----- DATASET EXTRACT -----

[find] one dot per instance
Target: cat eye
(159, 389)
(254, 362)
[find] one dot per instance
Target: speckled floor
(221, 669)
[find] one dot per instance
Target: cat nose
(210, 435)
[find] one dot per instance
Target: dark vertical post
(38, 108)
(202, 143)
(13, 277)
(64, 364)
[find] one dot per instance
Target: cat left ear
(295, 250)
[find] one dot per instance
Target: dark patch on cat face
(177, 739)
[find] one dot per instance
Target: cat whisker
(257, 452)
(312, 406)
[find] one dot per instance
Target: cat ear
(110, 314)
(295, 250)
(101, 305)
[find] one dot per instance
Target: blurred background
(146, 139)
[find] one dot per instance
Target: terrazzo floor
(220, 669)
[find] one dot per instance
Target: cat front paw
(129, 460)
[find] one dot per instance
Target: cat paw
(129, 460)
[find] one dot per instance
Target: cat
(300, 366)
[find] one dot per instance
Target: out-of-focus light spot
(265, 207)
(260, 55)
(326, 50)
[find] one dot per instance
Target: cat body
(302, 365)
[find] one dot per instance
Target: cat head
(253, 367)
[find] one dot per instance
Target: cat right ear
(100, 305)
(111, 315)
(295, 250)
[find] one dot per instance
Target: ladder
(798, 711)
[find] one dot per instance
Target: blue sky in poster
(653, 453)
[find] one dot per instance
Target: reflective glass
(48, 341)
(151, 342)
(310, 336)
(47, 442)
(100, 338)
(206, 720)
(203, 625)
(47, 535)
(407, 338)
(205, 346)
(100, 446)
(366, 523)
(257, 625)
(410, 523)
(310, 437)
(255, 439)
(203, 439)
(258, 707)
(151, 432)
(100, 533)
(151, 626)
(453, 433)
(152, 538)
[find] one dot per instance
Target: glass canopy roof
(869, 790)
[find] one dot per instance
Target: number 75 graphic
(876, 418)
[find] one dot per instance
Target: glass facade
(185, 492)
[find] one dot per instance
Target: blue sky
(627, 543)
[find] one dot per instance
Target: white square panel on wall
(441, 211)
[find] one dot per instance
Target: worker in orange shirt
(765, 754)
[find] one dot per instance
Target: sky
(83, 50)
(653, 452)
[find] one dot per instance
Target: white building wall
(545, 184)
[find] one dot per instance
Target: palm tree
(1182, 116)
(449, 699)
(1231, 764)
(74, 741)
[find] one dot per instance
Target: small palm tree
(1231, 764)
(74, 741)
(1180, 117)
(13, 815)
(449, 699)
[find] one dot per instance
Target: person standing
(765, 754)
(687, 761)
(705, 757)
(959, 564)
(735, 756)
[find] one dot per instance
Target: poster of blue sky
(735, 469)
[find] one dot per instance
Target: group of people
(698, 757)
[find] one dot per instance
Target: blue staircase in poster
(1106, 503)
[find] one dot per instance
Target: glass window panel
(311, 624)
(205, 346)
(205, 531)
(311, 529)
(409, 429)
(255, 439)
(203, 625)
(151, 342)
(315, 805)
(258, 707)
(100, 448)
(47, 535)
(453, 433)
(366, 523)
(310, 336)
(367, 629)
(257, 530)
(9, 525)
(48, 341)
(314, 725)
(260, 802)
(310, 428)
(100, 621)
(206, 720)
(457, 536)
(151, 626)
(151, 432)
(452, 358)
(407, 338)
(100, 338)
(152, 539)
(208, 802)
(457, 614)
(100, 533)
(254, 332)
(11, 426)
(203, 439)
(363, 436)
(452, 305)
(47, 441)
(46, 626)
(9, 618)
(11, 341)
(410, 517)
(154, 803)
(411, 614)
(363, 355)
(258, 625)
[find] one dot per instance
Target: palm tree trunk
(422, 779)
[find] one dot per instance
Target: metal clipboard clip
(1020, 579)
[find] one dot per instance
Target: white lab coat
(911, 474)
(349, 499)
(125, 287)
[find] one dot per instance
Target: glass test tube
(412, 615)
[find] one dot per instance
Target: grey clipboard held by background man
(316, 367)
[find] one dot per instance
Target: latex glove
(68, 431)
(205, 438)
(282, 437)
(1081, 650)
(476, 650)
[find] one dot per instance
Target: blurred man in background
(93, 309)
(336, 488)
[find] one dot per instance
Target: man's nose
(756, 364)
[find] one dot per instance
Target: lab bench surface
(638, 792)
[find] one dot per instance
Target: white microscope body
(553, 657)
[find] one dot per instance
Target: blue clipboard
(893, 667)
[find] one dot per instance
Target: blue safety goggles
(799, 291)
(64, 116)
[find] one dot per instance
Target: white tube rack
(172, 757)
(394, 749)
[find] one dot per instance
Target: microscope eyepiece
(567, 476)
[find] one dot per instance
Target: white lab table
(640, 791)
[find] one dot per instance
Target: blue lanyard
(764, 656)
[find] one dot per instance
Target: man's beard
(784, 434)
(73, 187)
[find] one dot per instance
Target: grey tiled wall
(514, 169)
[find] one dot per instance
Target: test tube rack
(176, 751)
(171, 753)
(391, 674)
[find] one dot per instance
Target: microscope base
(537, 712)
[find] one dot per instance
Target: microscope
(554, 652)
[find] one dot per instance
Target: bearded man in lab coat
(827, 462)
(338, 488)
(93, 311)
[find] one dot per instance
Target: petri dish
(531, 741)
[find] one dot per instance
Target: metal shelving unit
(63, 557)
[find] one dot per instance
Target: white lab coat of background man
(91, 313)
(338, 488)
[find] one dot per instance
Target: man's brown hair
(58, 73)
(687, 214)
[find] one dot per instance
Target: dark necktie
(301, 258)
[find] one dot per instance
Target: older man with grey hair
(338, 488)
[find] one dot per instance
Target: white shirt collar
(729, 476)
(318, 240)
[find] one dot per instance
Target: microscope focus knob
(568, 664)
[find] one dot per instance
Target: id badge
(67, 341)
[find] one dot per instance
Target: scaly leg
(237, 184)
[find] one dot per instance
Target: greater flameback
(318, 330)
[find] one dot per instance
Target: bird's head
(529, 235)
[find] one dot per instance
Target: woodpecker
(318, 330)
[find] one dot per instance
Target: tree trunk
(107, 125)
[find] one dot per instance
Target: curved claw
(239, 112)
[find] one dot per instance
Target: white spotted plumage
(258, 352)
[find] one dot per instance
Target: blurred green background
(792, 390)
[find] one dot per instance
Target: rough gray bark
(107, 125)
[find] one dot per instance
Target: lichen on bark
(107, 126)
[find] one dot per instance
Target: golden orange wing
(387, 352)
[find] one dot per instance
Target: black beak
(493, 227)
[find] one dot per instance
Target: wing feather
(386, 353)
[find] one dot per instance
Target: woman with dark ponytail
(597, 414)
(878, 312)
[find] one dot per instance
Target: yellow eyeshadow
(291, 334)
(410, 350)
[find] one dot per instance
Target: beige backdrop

-----

> WHAT TO DO:
Which lines in the listing above contain the word "poster"? Gather every one of them, copied in full.

> SOLVED EXERCISE:
Target: blue sky in poster
Target: poster of blue sky
Target: blue staircase in poster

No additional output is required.